[START OF Data rows]

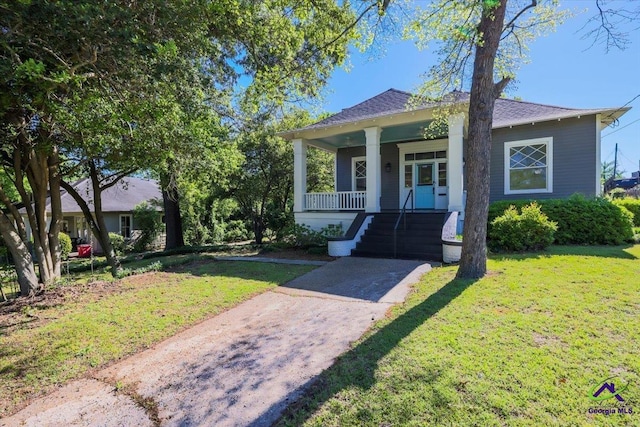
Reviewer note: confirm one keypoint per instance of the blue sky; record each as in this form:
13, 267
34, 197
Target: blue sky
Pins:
563, 70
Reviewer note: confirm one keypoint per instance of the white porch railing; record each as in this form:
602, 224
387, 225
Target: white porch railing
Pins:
342, 200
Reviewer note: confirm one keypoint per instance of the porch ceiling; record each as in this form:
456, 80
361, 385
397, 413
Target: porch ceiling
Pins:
404, 132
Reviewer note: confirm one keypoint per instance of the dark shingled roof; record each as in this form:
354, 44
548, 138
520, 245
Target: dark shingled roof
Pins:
122, 197
507, 112
389, 102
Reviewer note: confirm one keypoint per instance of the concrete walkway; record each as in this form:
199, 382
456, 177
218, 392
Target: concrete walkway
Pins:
239, 368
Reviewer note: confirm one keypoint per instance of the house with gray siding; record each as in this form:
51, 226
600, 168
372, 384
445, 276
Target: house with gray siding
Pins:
385, 166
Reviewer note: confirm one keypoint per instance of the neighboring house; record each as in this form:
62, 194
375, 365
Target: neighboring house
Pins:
118, 203
383, 163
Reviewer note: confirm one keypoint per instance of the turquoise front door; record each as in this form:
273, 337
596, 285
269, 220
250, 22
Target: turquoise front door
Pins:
425, 190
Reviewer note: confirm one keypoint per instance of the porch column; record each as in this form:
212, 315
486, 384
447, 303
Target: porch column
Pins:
455, 160
373, 169
299, 174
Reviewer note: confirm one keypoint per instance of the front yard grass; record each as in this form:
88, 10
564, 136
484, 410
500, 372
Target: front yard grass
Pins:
521, 347
96, 324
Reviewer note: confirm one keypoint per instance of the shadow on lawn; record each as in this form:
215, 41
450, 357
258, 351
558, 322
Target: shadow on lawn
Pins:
357, 366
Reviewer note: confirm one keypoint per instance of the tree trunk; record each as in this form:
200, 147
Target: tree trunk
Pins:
56, 212
101, 233
258, 229
27, 278
473, 261
173, 219
97, 225
32, 165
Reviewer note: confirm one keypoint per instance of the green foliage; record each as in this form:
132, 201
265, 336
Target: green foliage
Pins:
236, 231
633, 206
154, 266
529, 229
118, 243
263, 186
65, 245
302, 236
580, 220
148, 222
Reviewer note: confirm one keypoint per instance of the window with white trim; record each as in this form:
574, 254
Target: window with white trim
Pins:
359, 174
528, 166
125, 226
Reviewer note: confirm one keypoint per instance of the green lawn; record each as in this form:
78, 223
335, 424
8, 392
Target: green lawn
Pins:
520, 347
89, 329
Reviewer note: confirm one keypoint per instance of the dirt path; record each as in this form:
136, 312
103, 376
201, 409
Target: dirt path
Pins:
241, 367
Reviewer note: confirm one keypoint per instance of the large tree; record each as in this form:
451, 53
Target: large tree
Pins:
481, 44
57, 58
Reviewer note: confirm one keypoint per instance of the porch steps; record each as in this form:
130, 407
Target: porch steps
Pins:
420, 240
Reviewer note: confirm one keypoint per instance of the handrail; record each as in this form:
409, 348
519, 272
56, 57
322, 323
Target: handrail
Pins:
402, 214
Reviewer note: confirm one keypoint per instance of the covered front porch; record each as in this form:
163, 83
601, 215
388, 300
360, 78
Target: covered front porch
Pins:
382, 168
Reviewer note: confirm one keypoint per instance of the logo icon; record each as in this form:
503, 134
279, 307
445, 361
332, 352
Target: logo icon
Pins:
607, 389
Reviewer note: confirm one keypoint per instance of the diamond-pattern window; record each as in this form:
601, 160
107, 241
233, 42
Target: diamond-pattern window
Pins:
528, 156
528, 166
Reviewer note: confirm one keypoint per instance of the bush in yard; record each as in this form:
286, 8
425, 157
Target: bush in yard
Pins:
633, 206
581, 220
65, 245
117, 242
529, 229
302, 236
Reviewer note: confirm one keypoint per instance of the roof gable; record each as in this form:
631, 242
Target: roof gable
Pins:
121, 197
507, 112
392, 100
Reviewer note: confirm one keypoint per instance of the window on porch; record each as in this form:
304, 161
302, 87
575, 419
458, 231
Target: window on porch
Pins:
359, 174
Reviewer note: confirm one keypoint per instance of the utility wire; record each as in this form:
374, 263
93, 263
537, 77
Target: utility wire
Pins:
619, 129
632, 99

[END OF Data rows]

| Given problem |
Every line above should be returned exactly; the pictures stay out.

| Written response |
Reviewer note: confirm one keypoint per instance of the blue sky; record each as in this form:
13, 267
34, 197
Target: blue sky
Pins:
563, 70
Reviewer note: confirm one keypoint per instance of the white porch railing; record each as in this form:
602, 224
387, 225
Target: white porch railing
Pins:
342, 200
Reviewer note: confirm one keypoint per instance of the porch ceiling; record each as in this form:
456, 80
361, 385
397, 413
Target: porch ceiling
Pins:
404, 132
Reviewer note: confirm one keypoint per instance of the dark shingled roof; record each as in this form:
354, 44
548, 138
520, 245
Target: dark shingled roof
Pins:
122, 197
507, 112
389, 102
Reviewer note: confirm one keypoint per instance of the concrete walkway; record each as in this form:
199, 382
456, 177
218, 392
Target: concrete walkway
Pins:
239, 368
Reviewer note: confirm one keypoint per instance of the house with gray siding; record each as in this form:
51, 226
600, 168
372, 384
445, 276
Target: house with gray siding
Pins:
385, 166
Reviewer note: confirm one keypoint per instance of the neighboring house; record each as in this form:
62, 194
375, 365
Target: neighboring house
Pins:
118, 203
383, 163
Reviewer note: confirm one keypoint per instance of the turquoise front door; record each as in this form:
273, 337
596, 285
269, 220
250, 22
Target: turquoise front door
Pins:
425, 190
Reviewer note: confirm one keypoint per instance of the porch column; record each as in this form:
212, 315
486, 384
447, 303
Target: porch column
Pins:
455, 160
373, 169
299, 174
Reviewer note: confirm one keypoint per instance of the front yard grass; record each as in this form:
88, 10
564, 136
484, 410
500, 372
Target: front yard grass
Pins:
521, 347
96, 324
Reviewer note: confirm one keypoint per instance of the shadow on lawn; record each as in this form:
215, 41
450, 357
258, 351
558, 322
Target: shadow on lawn
Pins:
357, 366
Reviewer note: confirm one keypoint per instance of the tree trunk; record each as in this form:
200, 147
Target: tree trunk
Pins:
56, 212
101, 233
258, 229
27, 278
473, 261
173, 219
97, 225
32, 165
Reviewer note: confirm one keypoint per instance of the green foliage; record each as in this form:
132, 201
265, 336
Target: green foliage
Pins:
236, 231
633, 206
154, 266
529, 229
118, 243
263, 186
65, 245
302, 236
580, 220
148, 222
Reviewer note: confirm one keypoint per instance of the window with white trim; record each as in this form:
574, 254
Target: window with white trim
Pins:
359, 174
528, 166
125, 226
Reviewer note: confirm one keypoint per instance of the green lawn; record each as in this form:
78, 223
335, 424
8, 392
Target: green lawn
Pins:
520, 347
89, 329
Reviewer note: confirm one keypoint per instance of the dirt path; record each as in this form:
136, 312
103, 376
201, 409
Target: dirt path
Pins:
241, 367
Reviewer note: confirm one keypoint per instance of the large tree; record each as in this form:
451, 53
Target: large tree
Pins:
481, 44
57, 58
Reviewer note: confirm one keypoint per instance of the porch steps; record each as in this form:
130, 407
Target: porch steps
Pins:
420, 240
Reviewer note: confirm one keypoint per instance of the handrail; record each as in this form:
409, 348
519, 272
56, 57
322, 323
Target: handrail
Pins:
402, 214
Reviewer note: confirm one keypoint per instance of the covered front porch; record each as in this form:
163, 83
601, 215
388, 300
360, 78
Target: covered front porch
Pins:
382, 168
Reviewer note: confirm one keypoint per instance of the logo icon; record each as in this form:
503, 134
279, 307
445, 361
332, 352
Target: logo icon
Pins:
607, 389
Reviewer note: confirm one keypoint per instance of the diamond-pattern window; record each as in this form:
601, 160
107, 241
233, 42
Target: diamond-pattern window
Pins:
528, 156
528, 166
Reviewer note: confirm one keypoint per instance of the bush in yard; record each as in this form:
286, 8
425, 157
Target: bush in yard
Pins:
633, 206
581, 220
65, 245
117, 242
529, 229
302, 236
Reviewer note: confirm one keypoint per instance of the roof gable; record each as in this form:
631, 242
Target: roof gable
Pins:
121, 197
507, 112
392, 100
Reviewer note: confirm one keypoint per instance of the window on porch; record each as in this form:
304, 161
302, 87
575, 419
458, 231
Target: window on porch
Pins:
359, 174
Reviewer note: confirm one keypoint per instance of the utility wire; record each as in this form:
374, 263
93, 263
537, 77
Target: utility wire
Pins:
619, 129
632, 99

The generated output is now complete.